Page text:
"""

# Data Wrangling OpenStreetMap

A xml osm file was downloaded for a selected area from OpenStreetMap.org. This report details the data auditing and cleaning performed on the raw dataset. After the data is cleaned, it is transformed and stored in a Sqlite database. With the stored dataset, the data and the chosen area are further explored.

## Map

## Data Auditing

After auditing the street and postal code data, I found the following issues with the data source. The las_vegas_audit.py script is used to audit and find below issues. 
1. Various street name abbreviations for Avenue, Road, Boulevard, Parkway and Street are present. 
2. Some of the street names have numbers at the end of the name, although this issue is small. For Ex., '1': set(['Spanish Ridge Ave., Suite 1']
3. Some postal codes have more than 5 digits and some have alphabets at the begenning. Except one, all postal codes start with 89, which are the starting digits of postal codes in Las vegas.

"""

Can you output the entire OpenStreetMap data wrangling report, word for word and unchanged? Work from the OpenStreetMap data wrangling report alone.

[Position identification records]
"""

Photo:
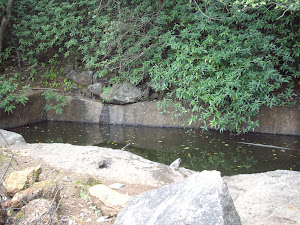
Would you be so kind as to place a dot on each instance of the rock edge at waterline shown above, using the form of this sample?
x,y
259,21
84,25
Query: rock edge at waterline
x,y
264,198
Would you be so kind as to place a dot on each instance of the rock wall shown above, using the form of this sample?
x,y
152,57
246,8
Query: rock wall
x,y
32,112
278,120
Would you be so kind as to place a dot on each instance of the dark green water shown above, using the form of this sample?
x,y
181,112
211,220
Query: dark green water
x,y
199,150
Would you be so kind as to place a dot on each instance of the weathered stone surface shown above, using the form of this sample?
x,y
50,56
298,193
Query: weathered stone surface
x,y
109,201
3,216
125,167
83,78
266,198
47,189
9,138
20,180
78,110
96,89
33,111
67,69
202,198
122,94
38,211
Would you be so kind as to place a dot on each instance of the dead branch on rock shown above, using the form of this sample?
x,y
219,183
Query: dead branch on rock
x,y
10,161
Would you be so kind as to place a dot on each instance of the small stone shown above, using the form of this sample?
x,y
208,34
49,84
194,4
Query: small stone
x,y
175,164
109,201
20,180
103,163
102,219
39,211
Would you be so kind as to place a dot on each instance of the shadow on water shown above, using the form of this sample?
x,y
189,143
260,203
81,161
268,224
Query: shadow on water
x,y
198,149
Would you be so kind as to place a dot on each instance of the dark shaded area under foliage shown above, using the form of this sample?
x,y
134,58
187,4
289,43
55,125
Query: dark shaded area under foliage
x,y
221,62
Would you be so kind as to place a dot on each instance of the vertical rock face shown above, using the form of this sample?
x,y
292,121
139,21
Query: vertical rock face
x,y
83,78
122,94
202,198
9,138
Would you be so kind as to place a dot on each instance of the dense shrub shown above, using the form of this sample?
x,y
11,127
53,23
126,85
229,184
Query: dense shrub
x,y
220,61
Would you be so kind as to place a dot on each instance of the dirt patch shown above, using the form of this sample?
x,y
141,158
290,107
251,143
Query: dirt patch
x,y
76,206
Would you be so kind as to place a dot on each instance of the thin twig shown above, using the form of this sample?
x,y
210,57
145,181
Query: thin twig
x,y
11,158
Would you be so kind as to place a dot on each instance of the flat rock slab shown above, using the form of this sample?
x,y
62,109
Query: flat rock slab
x,y
200,199
124,166
266,198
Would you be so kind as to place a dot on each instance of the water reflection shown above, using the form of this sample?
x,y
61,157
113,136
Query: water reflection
x,y
198,149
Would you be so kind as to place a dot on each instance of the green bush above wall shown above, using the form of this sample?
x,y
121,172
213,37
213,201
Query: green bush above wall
x,y
220,61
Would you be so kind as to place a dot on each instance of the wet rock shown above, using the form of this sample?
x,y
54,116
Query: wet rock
x,y
96,89
87,180
122,94
109,201
67,69
83,78
266,198
156,95
146,94
20,180
47,189
39,211
9,138
3,215
202,198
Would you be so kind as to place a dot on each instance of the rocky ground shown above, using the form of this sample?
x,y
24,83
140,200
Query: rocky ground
x,y
76,206
261,199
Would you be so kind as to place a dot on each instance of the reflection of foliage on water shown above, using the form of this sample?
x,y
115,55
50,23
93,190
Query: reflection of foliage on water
x,y
229,163
57,140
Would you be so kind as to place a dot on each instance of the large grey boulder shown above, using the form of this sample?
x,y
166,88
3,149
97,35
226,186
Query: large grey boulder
x,y
202,198
9,138
122,94
266,198
83,78
109,201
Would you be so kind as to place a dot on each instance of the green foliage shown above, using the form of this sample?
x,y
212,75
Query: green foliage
x,y
221,61
55,101
224,64
11,94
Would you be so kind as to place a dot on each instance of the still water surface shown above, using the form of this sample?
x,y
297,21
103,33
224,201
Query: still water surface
x,y
198,149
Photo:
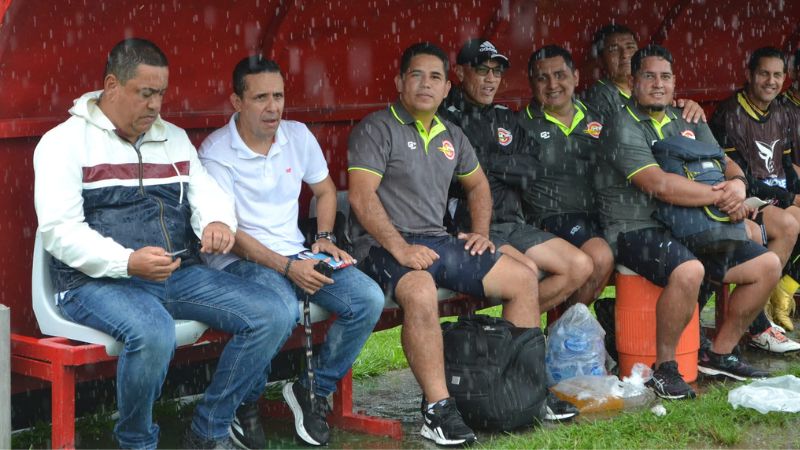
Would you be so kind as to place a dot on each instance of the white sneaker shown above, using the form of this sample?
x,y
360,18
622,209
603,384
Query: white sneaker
x,y
772,340
777,327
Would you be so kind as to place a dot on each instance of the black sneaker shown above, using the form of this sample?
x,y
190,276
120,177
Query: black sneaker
x,y
668,383
309,419
444,425
557,409
728,365
246,429
192,440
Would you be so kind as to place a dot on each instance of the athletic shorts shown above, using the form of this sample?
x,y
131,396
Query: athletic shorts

"""

Result:
# Data Wrangling OpenStreetMap

A xml osm file was downloaded for a selected area from OpenStreetMap.org. This report details the data auditing and cleaning performed on the raw dataset. After the data is cleaned, it is transformed and stored in a Sqlite database. With the stored dataset, the data and the chosen area are further explored.

## Map

## Data Auditing

After auditing the street and postal code data, I found the following issues with the data source. The las_vegas_audit.py script is used to audit and find below issues. 
1. Various street name abbreviations for Avenue, Road, Boulevard, Parkway and Street are present. 
2. Some of the street names have numbers at the end of the name, although this issue is small. For Ex., '1': set(['Spanish Ridge Ave., Suite 1']
3. Some postal codes have more than 5 digits and some have alphabets at the begenning. Except one, all postal codes start with 89, which are the starting digits of postal codes in Las vegas.